In theory, pressure on any two points of the membrane could create constraints incompatible with any mode.

However, all these considerations are better limited to modes of relatively low order. In fact it can be presumed that the approximation of the non-rigid membrane results less valid with the increase of the mode order, since the node base tends to become comparable with the thickness of the membrane itself.
There are also other considerations. The classic equation of the membrane generally used for obtaining the modes is entirely conservative and does not take into account either dissipation due to internal friction or irradiation. The latter both being mechanisms that dampen the partials, causing their decay in the absence of an exciting force. A symbolical solution of the equation corresponding to the vibro-acoustic movement described is definitely impossible, even if greatly simplifying hypotheses are adopted. It is possible to solve it with numerical methods (such as FEM, BEM, etc.) but even in this case—if acoustic-elastic coupling and internal dissipations of the membrane are taken into account—the problem remains delicate, and results must be verified experimentally. However, even in the absence of a solution, it is possible to note that decay of the partials is connected with the merit factor (Q) of their resonance, and provokes a widening of the spectral line—always more marked the more the relative mode is damped. The internal frictions are proportional to the velocity of variation of the local curvature, which increases with the frequency. It can therefore be presumed that, similarly to stretched strings, damping of the modes increases with their frequency. Consequently, in the upper spectral areas, where the modes are close together and massed (see Figs. 9 & 10), the transfer function of the membrane is more continuous than discrete, with moderate peaks on the modal frequencies. In these areas the modes which can be excited are less precisely definable and depend on the loop gain and on the frequency characteristics of the negative feedback electronic circuit. Conversely, the passage from one mode to another of adjacent frequency has little influence on the resultant frequency. Construction of a future improved map for excitation of modes must therefore foresee a judicious choice of the pairs of points which offer the most significant discrimination between modes.
In addition, the modal frequencies should be verified experimentally, since it can be presumed that the frequencies of some modes deviate from their nominal values owing to the presence of the actuator with relative wave guide which has a beam width equal to 1/3 of the membrane diameter. The measurement of these deviations cannot be determined reliably with theoretical considerations, since the overall model is too complex and can only be solved (as already shown) with numerical methods.

==Further development==
The trials carried out to date with composers and percussionists stimulated suggestions for extending the control criteria, the use of special strikers of various forms and dimensions, and the application of independent hand techniques. Subsequent developments will principally concern ergonomic aspects, with the compilation of more precise nodal maps, of simpler and immediate use. In addition, improvements are quite conceivable in the electronic conditioning system and in its operation for the purpose of improving controllability of the emission of high overtones.

⁂

Please list every suggestion that, according to the membrane passage, the trials with composers and percussionists stimulated.

⁂

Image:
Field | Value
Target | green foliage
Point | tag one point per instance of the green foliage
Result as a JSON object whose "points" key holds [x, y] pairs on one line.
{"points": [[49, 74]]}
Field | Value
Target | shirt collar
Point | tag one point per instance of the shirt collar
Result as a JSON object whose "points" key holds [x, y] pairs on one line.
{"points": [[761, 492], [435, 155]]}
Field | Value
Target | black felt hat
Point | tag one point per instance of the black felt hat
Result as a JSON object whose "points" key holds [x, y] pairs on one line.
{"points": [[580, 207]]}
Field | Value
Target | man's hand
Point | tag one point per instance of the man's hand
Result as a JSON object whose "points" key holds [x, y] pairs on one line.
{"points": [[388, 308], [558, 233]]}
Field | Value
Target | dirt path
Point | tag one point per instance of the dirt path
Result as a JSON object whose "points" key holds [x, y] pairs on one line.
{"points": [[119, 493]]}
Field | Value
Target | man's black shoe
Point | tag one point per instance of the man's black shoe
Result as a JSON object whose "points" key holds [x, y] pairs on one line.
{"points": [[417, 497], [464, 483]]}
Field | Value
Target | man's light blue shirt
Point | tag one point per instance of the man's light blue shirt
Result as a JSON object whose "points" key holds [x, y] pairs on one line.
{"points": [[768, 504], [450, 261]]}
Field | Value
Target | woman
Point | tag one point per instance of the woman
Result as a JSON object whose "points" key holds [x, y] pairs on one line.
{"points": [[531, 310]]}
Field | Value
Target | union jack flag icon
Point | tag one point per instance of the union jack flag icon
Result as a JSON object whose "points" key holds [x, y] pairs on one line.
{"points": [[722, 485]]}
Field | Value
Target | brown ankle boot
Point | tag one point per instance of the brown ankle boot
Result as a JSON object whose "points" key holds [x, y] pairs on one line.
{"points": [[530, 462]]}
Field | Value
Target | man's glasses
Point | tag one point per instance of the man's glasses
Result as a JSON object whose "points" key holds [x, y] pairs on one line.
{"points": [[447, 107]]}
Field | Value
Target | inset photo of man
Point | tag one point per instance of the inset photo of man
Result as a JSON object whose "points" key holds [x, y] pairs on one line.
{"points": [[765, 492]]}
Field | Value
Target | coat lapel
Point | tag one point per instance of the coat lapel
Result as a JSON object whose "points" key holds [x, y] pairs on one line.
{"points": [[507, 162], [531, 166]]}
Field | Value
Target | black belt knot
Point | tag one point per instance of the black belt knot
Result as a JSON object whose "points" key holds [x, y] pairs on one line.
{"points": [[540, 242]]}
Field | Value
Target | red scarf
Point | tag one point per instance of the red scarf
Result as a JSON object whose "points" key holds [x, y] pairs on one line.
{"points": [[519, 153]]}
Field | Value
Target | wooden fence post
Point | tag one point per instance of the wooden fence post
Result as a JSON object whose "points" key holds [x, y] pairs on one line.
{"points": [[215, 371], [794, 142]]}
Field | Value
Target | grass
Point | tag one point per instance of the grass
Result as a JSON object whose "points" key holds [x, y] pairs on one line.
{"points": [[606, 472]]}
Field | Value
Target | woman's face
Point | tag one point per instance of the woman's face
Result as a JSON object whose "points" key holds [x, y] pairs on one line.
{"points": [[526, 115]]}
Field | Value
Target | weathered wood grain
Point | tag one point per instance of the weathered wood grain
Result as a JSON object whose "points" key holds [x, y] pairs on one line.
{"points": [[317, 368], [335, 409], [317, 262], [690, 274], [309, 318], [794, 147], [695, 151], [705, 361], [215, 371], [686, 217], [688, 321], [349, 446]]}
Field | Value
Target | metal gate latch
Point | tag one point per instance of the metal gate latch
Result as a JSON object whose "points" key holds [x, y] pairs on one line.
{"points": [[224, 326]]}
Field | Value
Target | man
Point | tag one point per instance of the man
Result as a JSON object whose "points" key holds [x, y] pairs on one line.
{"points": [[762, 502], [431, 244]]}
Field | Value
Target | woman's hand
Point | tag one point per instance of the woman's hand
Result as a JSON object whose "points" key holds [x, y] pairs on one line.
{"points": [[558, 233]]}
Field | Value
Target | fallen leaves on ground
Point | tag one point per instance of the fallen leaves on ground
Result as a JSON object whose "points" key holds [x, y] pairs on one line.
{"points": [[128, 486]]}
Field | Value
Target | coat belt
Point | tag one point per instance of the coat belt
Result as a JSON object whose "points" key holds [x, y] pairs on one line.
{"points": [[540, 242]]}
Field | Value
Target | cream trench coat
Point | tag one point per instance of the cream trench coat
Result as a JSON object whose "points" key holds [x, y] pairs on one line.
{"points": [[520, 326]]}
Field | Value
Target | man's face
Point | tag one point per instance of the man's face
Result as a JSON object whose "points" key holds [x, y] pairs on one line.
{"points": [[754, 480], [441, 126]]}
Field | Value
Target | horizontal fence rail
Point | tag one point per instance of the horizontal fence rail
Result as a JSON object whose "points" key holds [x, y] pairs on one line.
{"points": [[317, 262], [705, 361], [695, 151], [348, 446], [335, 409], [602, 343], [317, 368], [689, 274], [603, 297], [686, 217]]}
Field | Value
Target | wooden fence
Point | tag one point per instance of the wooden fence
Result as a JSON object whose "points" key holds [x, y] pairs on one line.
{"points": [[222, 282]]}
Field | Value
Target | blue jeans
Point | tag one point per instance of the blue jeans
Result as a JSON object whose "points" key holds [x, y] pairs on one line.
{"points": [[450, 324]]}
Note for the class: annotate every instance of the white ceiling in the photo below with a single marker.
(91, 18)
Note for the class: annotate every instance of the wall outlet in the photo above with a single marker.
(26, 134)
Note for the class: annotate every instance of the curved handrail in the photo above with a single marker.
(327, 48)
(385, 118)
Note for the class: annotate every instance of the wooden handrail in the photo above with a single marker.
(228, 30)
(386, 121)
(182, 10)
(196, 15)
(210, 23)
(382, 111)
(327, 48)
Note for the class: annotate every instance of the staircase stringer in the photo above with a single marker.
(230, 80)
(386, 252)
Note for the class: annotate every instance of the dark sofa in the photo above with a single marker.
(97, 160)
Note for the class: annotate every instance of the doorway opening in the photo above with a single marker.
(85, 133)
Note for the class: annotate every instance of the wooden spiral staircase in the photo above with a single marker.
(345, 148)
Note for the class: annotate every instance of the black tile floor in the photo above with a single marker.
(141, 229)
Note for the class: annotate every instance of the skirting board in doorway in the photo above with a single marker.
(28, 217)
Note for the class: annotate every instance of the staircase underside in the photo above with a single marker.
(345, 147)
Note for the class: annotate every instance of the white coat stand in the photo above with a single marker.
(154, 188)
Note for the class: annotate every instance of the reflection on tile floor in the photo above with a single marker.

⁂

_OUTPUT FOR THIS TASK:_
- Extending the control criteria
- The use of special strikers of various forms and dimensions
- The application of independent hand techniques